§ SET TASK: Format the material from its start through the line holding "Draw the outline of every instance of the orange", inclusive, as a Markdown table with the columns Row and Line, skipping any blank lines.

§ Boundary labeling material:
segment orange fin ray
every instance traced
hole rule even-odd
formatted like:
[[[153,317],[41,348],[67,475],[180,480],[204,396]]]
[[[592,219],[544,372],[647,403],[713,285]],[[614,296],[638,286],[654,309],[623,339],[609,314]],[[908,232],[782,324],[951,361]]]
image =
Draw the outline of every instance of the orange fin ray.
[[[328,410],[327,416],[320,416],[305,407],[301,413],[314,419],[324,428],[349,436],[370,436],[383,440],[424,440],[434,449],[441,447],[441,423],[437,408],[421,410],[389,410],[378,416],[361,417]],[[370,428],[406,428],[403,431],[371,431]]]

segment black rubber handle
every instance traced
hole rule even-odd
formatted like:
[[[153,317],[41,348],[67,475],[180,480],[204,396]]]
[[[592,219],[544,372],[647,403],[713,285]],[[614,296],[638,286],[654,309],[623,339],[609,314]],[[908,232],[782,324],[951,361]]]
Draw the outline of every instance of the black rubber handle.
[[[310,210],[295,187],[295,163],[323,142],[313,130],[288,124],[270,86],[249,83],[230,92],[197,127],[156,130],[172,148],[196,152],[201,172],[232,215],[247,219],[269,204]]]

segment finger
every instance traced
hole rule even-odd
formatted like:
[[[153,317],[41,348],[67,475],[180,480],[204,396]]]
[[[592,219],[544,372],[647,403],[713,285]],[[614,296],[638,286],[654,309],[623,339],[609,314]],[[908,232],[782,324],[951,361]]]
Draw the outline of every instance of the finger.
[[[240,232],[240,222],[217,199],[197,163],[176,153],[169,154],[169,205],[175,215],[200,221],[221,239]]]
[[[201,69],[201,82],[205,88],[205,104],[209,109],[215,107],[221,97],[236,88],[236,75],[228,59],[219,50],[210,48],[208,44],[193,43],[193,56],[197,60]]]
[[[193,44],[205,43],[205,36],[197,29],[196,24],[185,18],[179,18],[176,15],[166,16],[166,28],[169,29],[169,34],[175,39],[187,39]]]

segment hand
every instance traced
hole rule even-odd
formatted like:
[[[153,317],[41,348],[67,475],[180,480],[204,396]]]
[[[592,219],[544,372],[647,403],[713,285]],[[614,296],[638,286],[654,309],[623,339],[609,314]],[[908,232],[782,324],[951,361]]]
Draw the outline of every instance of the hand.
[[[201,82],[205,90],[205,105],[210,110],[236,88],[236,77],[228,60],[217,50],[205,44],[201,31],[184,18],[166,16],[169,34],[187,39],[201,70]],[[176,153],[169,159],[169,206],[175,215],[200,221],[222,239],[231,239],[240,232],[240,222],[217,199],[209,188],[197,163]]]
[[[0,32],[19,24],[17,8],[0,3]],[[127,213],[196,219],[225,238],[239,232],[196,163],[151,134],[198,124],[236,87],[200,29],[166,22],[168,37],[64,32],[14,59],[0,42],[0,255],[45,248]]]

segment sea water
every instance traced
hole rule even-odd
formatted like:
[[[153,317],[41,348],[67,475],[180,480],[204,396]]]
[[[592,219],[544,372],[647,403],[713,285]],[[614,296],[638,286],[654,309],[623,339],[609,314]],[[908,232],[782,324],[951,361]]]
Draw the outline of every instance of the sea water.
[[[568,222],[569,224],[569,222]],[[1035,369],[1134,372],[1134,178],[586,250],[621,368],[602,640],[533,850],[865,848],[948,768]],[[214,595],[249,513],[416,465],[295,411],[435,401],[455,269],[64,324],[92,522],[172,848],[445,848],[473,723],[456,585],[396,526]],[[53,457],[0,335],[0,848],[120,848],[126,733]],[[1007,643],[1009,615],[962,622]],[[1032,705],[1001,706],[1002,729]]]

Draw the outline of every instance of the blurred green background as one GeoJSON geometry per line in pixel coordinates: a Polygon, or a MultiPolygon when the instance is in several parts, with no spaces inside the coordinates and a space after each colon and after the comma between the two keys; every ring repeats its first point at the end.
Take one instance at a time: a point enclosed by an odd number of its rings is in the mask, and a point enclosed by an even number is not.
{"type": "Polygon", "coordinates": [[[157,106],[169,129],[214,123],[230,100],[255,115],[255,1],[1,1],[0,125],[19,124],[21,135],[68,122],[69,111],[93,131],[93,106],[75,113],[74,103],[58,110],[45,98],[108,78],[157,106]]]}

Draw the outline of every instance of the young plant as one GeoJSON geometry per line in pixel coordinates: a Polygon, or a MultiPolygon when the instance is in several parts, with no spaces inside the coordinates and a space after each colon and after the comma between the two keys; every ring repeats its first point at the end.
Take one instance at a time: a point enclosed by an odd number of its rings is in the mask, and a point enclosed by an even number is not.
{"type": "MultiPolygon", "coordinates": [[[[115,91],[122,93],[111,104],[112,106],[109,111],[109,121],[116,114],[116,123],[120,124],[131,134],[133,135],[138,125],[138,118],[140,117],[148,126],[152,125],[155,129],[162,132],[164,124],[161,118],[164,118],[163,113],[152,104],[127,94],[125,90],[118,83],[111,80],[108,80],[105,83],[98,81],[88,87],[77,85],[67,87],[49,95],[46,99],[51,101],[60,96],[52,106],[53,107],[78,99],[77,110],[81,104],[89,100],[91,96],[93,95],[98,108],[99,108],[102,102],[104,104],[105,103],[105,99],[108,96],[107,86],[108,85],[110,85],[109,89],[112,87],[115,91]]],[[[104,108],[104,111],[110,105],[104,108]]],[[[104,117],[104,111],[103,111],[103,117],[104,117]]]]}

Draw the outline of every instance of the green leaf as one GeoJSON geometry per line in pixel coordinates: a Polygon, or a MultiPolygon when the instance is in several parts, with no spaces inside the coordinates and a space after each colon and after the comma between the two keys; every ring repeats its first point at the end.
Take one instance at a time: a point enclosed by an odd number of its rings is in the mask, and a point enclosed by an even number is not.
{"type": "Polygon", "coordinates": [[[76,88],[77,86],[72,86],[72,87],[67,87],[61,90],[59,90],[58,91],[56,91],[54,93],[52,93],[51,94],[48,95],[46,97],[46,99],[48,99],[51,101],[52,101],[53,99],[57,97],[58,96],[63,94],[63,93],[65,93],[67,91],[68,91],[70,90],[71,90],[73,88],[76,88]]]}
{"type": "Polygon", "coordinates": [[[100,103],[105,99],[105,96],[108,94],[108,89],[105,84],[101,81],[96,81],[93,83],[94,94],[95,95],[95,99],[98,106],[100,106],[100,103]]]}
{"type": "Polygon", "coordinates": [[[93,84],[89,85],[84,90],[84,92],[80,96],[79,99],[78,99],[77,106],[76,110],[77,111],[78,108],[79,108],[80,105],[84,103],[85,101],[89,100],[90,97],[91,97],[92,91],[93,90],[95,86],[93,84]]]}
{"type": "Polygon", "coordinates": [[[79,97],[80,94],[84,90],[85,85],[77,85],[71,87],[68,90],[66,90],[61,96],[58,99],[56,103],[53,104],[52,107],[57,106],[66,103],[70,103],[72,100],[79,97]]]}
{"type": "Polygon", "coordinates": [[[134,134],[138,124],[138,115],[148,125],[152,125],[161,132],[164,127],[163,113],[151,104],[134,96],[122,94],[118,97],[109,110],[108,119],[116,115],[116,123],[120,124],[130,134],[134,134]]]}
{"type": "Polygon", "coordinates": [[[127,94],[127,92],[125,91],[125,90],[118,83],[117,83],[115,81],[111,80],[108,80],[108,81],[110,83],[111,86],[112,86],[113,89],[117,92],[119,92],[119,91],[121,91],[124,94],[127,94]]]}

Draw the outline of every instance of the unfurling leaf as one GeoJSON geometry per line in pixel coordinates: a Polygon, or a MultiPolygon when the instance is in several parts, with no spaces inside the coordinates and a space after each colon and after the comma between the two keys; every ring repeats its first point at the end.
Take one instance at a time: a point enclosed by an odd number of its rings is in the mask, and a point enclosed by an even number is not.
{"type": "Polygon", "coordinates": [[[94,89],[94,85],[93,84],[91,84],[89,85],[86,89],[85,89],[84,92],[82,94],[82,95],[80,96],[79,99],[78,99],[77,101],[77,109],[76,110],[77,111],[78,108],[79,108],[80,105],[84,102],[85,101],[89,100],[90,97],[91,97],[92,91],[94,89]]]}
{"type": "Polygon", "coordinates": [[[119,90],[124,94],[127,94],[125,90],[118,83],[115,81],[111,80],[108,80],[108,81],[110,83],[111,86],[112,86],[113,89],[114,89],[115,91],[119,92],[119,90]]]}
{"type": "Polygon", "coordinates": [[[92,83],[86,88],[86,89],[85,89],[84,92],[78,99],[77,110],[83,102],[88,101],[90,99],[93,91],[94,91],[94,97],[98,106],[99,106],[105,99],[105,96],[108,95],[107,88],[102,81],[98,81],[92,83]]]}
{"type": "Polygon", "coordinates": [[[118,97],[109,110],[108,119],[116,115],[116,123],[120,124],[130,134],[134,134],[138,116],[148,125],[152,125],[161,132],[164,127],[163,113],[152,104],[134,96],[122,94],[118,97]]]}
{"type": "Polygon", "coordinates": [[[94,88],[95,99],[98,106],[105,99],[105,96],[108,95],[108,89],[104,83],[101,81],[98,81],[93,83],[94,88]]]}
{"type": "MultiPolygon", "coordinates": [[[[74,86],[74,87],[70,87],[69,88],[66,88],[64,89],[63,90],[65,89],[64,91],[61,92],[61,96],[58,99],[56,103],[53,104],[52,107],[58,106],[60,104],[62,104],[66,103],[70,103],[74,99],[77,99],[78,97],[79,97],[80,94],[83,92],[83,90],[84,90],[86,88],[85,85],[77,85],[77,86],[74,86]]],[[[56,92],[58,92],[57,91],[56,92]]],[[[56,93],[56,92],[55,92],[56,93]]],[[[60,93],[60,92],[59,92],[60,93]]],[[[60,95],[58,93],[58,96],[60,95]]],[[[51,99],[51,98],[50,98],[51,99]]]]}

§ FINISHED TASK:
| Row | Line |
|---|---|
| 1 | segment orange fin ray |
| 2 | every instance traced |
| 3 | hole rule even-odd |
| 4 | formatted like: |
| 5 | [[[153,317],[41,348],[67,475],[180,480],[204,396]]] |
| 6 | [[[592,219],[544,372],[647,403],[713,285]],[[614,296],[638,286],[654,309],[623,339],[609,314]],[[908,232],[782,324],[951,361]]] |
| 7 | image = |
| 8 | Draw the outline of every instance of the orange fin ray. |